▶ **TEXT UNDER STUDY**
-=-=-=-=-
Using heat, steam, pressure, and oxygen, coal can be broken down to a relatively clean gas, and a handful of other chemical products. The gas is burned, to turn generators and produce electricity. The technology is called Integrated Gasification Combined Cycle. Micheletti says, the technology isn’t new, but applying it this way is.
“All we’re doing is marrying the gasification technology, with a technology that’s been well established, the combined cycle gas technology – power plant technology. And all we’re doing is simply putting those two technologies together.”
Micheletti is Co-President of Excelsior Energy, a company formed to build the nation’s first large scale coal gasification electric power plant in northeast Minnesota. At 600 megawatts, it would dwarf demonstration plants now online in Indiana and Florida.
Some experts say coal gasification is not only promising, it’s more practical than nuclear power, natural gas, solar or wind. Daniel Schrag is a climatologist and head of the Harvard University Center for the Environment.
“We have a lot of coal in the US. We’re very fortunate that way. The problem is that coal produces more carbon dioxide per unit energy than any other fossil fuel. And so, when we burn coal and make electricity, it’s really bad for the climate system.”
Schrag says there’s more carbon dioxide around us now than humans have ever experienced. Carbon dioxide is a greenhouse gas. Most scientists believe it blankets the earth, forcing temperatures higher.
Schrag says, when used to generate electricity, coal gasification has big advantages over conventional power plants, because it can capture CO2.
“You get more energy for the amount of coal you put in, and that’s good for carbon emissions. The other thing is that it seems to be cheaper in an IGCC plant, or a gasification plant, to capture the carbon dioxide after one extracts the energy from the coal, and then makes it much easier to capture it and inject it into a geological reservoir.”
The key, Schrag says, is a process called sequestration. You capture, and then sequester it, or lock that carbon dioxide away, where it won’t escape into the atmosphere. It’s already being done.
-=-=-=-=-
▶ **STORED DATA**
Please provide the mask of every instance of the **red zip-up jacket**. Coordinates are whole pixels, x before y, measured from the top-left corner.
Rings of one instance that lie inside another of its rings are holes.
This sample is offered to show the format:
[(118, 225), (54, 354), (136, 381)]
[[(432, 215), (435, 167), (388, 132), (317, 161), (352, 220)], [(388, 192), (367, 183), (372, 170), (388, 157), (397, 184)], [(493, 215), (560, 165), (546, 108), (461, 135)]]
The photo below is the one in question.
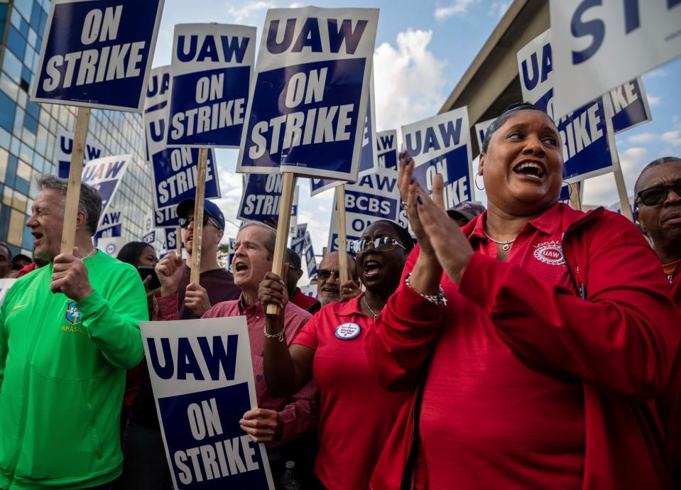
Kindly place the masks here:
[[(477, 220), (485, 218), (484, 214), (463, 229), (469, 239)], [(488, 417), (479, 412), (452, 414), (447, 410), (448, 406), (454, 401), (461, 405), (461, 401), (448, 398), (446, 383), (440, 383), (437, 389), (430, 385), (434, 377), (451, 380), (454, 385), (459, 381), (457, 377), (467, 376), (467, 383), (478, 385), (469, 386), (471, 390), (481, 392), (480, 386), (486, 383), (485, 359), (472, 356), (470, 369), (477, 377), (471, 379), (466, 372), (466, 360), (462, 363), (452, 358), (465, 356), (465, 351), (450, 353), (440, 349), (446, 345), (465, 346), (467, 332), (484, 329), (489, 332), (489, 343), (510, 348), (520, 361), (516, 369), (522, 374), (538, 379), (547, 378), (549, 386), (550, 380), (558, 380), (557, 388), (581, 383), (582, 425), (575, 425), (570, 420), (565, 423), (584, 431), (580, 455), (583, 467), (579, 474), (583, 475), (582, 490), (669, 488), (663, 430), (652, 400), (667, 383), (681, 334), (669, 283), (659, 262), (641, 232), (615, 213), (598, 209), (584, 214), (558, 204), (533, 222), (540, 219), (545, 227), (547, 222), (554, 224), (557, 236), (562, 236), (560, 241), (550, 243), (560, 243), (558, 250), (570, 273), (570, 288), (535, 277), (518, 263), (502, 262), (476, 251), (459, 285), (443, 275), (442, 286), (449, 299), (445, 308), (420, 298), (403, 282), (376, 317), (375, 329), (366, 336), (365, 348), (370, 365), (386, 388), (410, 387), (415, 393), (425, 377), (422, 426), (424, 413), (432, 417), (445, 412), (452, 417), (451, 422), (445, 423), (456, 427), (457, 437), (465, 432), (468, 418), (485, 424), (469, 428), (472, 435), (463, 441), (463, 447), (453, 447), (462, 444), (460, 440), (446, 440), (447, 429), (451, 427), (443, 425), (441, 440), (433, 436), (432, 430), (426, 439), (421, 432), (423, 450), (419, 458), (422, 464), (417, 464), (421, 471), (417, 481), (431, 489), (454, 485), (459, 489), (501, 488), (501, 481), (507, 485), (505, 488), (509, 484), (523, 488), (523, 484), (525, 488), (529, 488), (527, 484), (557, 488), (545, 468), (528, 468), (521, 457), (511, 460), (503, 457), (504, 447), (514, 450), (516, 457), (518, 455), (513, 435), (504, 432), (499, 433), (499, 447), (493, 448), (496, 452), (474, 462), (484, 471), (465, 481), (457, 472), (467, 469), (457, 470), (456, 456), (452, 454), (461, 457), (479, 450), (476, 432), (484, 434), (487, 437), (484, 440), (489, 441), (490, 433), (494, 437), (497, 421), (503, 419), (507, 428), (508, 418), (506, 414), (494, 415), (492, 406), (486, 407)], [(530, 234), (525, 229), (522, 233)], [(541, 235), (538, 231), (535, 234)], [(472, 239), (472, 243), (476, 242)], [(514, 248), (518, 246), (516, 242)], [(405, 275), (413, 268), (418, 253), (417, 248), (408, 259)], [(471, 315), (474, 307), (482, 310), (476, 311), (476, 316)], [(468, 323), (479, 320), (482, 325)], [(494, 359), (489, 361), (494, 364)], [(459, 371), (454, 372), (451, 368), (454, 364)], [(461, 396), (467, 388), (457, 386), (457, 395)], [(481, 401), (477, 406), (484, 412), (485, 401)], [(574, 405), (573, 402), (567, 400), (566, 405)], [(535, 403), (535, 399), (527, 400), (528, 408)], [(396, 426), (372, 477), (374, 490), (400, 488), (401, 469), (405, 467), (413, 437), (414, 420), (410, 416), (413, 408), (413, 403), (401, 414), (401, 423)], [(522, 418), (523, 410), (513, 415)], [(523, 427), (528, 425), (527, 420), (520, 422)], [(538, 427), (540, 423), (538, 420)], [(450, 464), (426, 467), (428, 444), (436, 447), (435, 452), (430, 448), (431, 458), (445, 461), (449, 457)], [(528, 450), (528, 455), (531, 450)], [(499, 467), (504, 469), (501, 473)], [(528, 476), (538, 474), (545, 474), (545, 481), (532, 480)], [(495, 474), (498, 481), (494, 481)]]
-=-=-=-=-
▶ **TASK LIST**
- A) Retype the passage on coal gasification word for word, starting with "Micheletti is Co-President" and going on through "for the Environment.".
- B) Extend the passage on coal gasification by writing what comes after its final sentence.

▶ **RESULTS IN ORDER**
- A)
Micheletti is Co-President of Excelsior Energy, a company formed to build the nation’s first large scale coal gasification electric power plant in northeast Minnesota. At 600 megawatts, it would dwarf demonstration plants now online in Indiana and Florida.
Some experts say coal gasification is not only promising, it’s more practical than nuclear power, natural gas, solar or wind. Daniel Schrag is a climatologist and head of the Harvard University Center for the Environment.

- B)
This is the Dakota Gasification Company, just outside Beulah, North Dakota. Here they turn coal into a burnable gas and almost a dozen other products. They also produce plenty of carbon dioxide, but the CO2 is not vented into the air; it’s trapped and compressed. That’s the noise.
The CO2 is piped more than 200 miles into Canada where it’s pumped into oil wells, forcing the last oil out and leaving the CO2 underground. Near oceans it can be pumped under deep ocean sediments, where it stays put.
And that’s all very good, but others say even good power plants might be a bad idea.
Ross Hammond is with the Minnesota based organization Fresh Energy. Hammond says gasification’s proponents are overlooking conservation and the opportunities for clean energy.
“When we’ve exhausted all the clean options including biomass and photovoltaics, and wind and the other options, then we need to look at coal.”
But Harvard’s Daniel Schrag says it’s not as simple as pushing money toward pollution free energy.
“And the answer is complicated. The answer is perhaps not. It may be that coal is so cheap that even the extra cost of capturing the carbon and storing it underground may still make it cheaper than the alternatives, than wind and solar.”
Schrag says we’ll need it all – nuclear, hydro, wind and biomass. But to satisfy the nation’s hunger for energy, he says we’ll need coal – best used in coal gasification.